| Document |
——————————

A$1.50 per pallet per week represents an increased rate.  It is difficult to see why a statement of that kind would be made if there had not been discussions on the matter.  The evidence of Mr Ouston that the letter emanated from discussions at the meeting received support from the evidence of Sir William Gunn who says that his understanding was that the product would remain where it was for the time being.  The result is that I am satisfied that neither Mr Hass nor Mr Ellis conveyed to Mr Ouston at any material time, in terms definite enough to be understood as such, that the transaction which was entered into with Mr Samardzija was contemplated.  The letter of 18 December 1992, which refers to moving the goods to "another location" must in my view be read in this context.  To the extent that the evidence of Mr Hass and Mr Ouston differs I prefer the evidence of the latter.
          I am satisfied that it was in a conversation on or about 21 or 22 December in which Mr Ouston was told clearly that the goods had been placed in a warehouse owned by someone who wanted goods in it to facilitate its sale.  He was told that the person would probably charge a cheap rate of storage and that he had "no problem" with the arrangement because the person came with Mr Ellis' recommendation.
          Then on 22 or 23 December, Mr Berghaeuser phoned Mr Ouston and asked if the goods had been moved and why.  He was told that it was because the warehouse had been re-rented and because Mr Berghaeuser's promise to pay the outstanding storage by 15 December had not been kept.  Mr Berghaeuser was told that Mr Ouston had authorised the goods to be moved and Mr Berghaeuser mentioned that he had transferred $5,000 by way of payment.  Mr Berghaeuser had also asked for details of the owner and the address of the warehouse.
          Shortly after that conversation, Mr Ouston rang Mr Ellis and asked if he had received the $5,000 referred to by Mr Berghaeuser.  Mr Ellis told him that he had not and because he had already been paid, it would be sent back.  Mr Ouston learned for the first time that the party who had taken over the warehousing had paid Mr Ellis.
  I am satisfied that it was at that point that Mr Ouston became aware that the third defendant had received payment in respect of the goods.  I am satisfied that Mr Ouston understood the transaction to imply that the third defendant had been paid whatever was owed in respect of storage and handling and transport to the new warehouse.  He denied  that he was specifically told that the warehousing rights had been transferred but said that it was "blatantly evident because it was in a warehouse owned by somebody else".  I am satisfied that Mr Ouston was prepared to acquiesce in that arrangement in the light of the previous conversation about the cheaper cost of storage and in view of the subsequent lack of objection by Mr Ouston.

——————————

| Data extract |
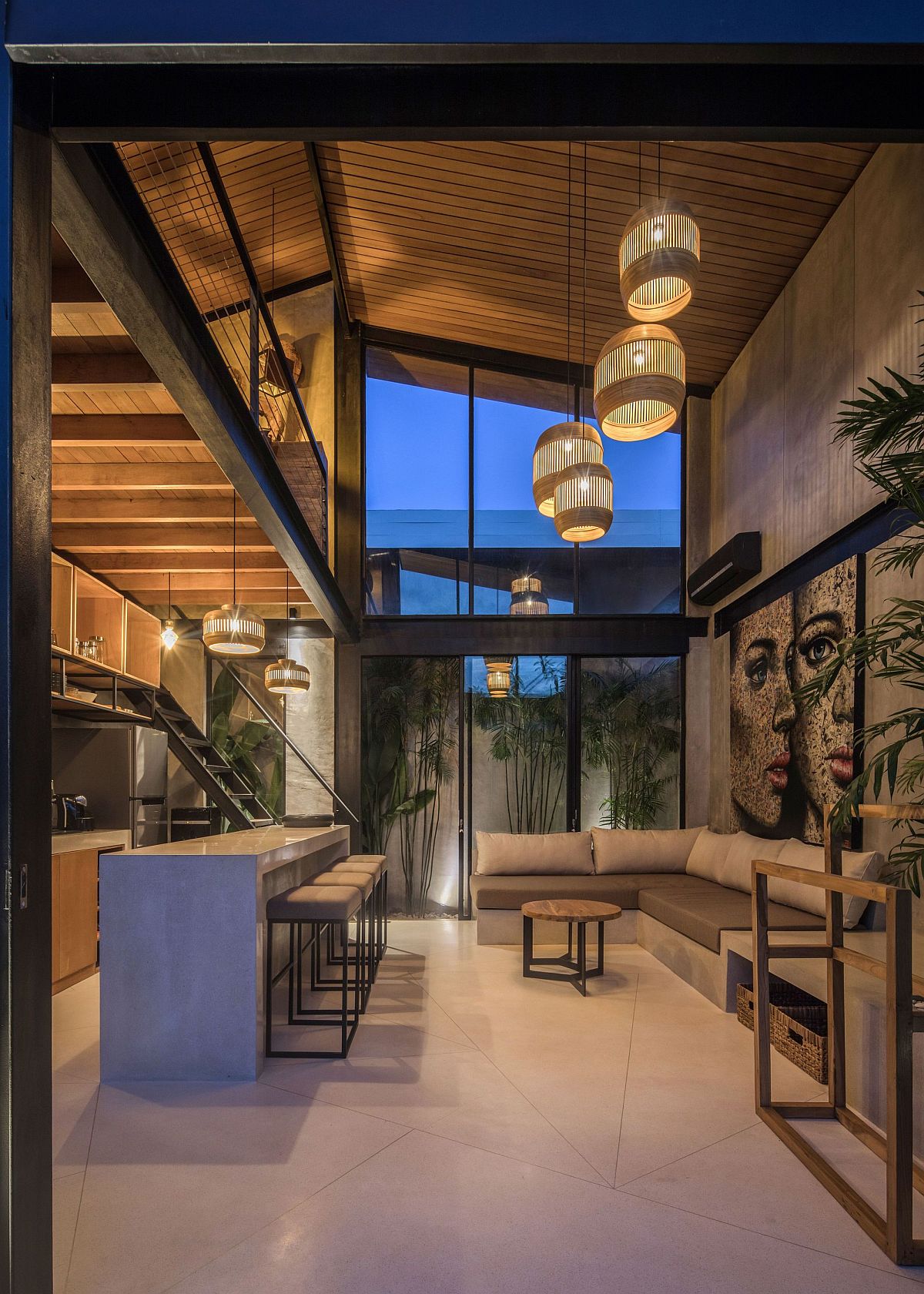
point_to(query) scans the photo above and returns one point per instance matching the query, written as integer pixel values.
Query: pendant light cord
(584, 289)
(567, 354)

——————————

| Tasks to carry out |
• 1. Using the judgment above, decide whether each statement agrees with it. Answer yes or no and quote the deciding words. (a) Mr Berghaeuser said that he had transferred $5,000 as payment. (b) Mr Ellis told Mr Ouston that he had received the $5,000. (c) Where the evidence of Mr Hass and Mr Ouston differs, the court preferred Mr Hass's evidence.
• 2. According to the judgment above, by what date had Mr Berghaeuser promised to pay the outstanding storage?

| Answers provided |
• 1.
(a) Yes: "Mr Berghaeuser mentioned that he had transferred $5,000 by way of payment."
(b) No: "Mr Ellis told him that he had not and because he had already been paid, it would be sent back."
(c) No: "To the extent that the evidence of Mr Hass and Mr Ouston differs I prefer the evidence of the latter."

• 2. By 15 December.